- TASK
In the records below, the line with "per_instance = true" and every line after it must be written out exactly; no pictures belong in the result.

- RECORDED INFORMATION
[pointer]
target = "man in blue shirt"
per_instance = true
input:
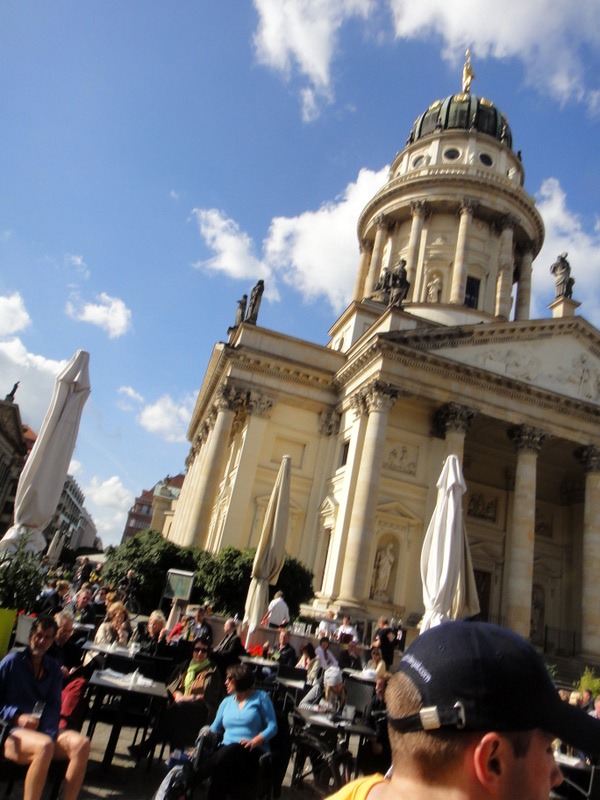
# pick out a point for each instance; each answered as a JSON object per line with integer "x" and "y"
{"x": 29, "y": 678}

- EXPECTED ANSWER
per_instance = true
input:
# pick out a point for each instance; each answered as a JSON object per line with integer "x" and "y"
{"x": 29, "y": 678}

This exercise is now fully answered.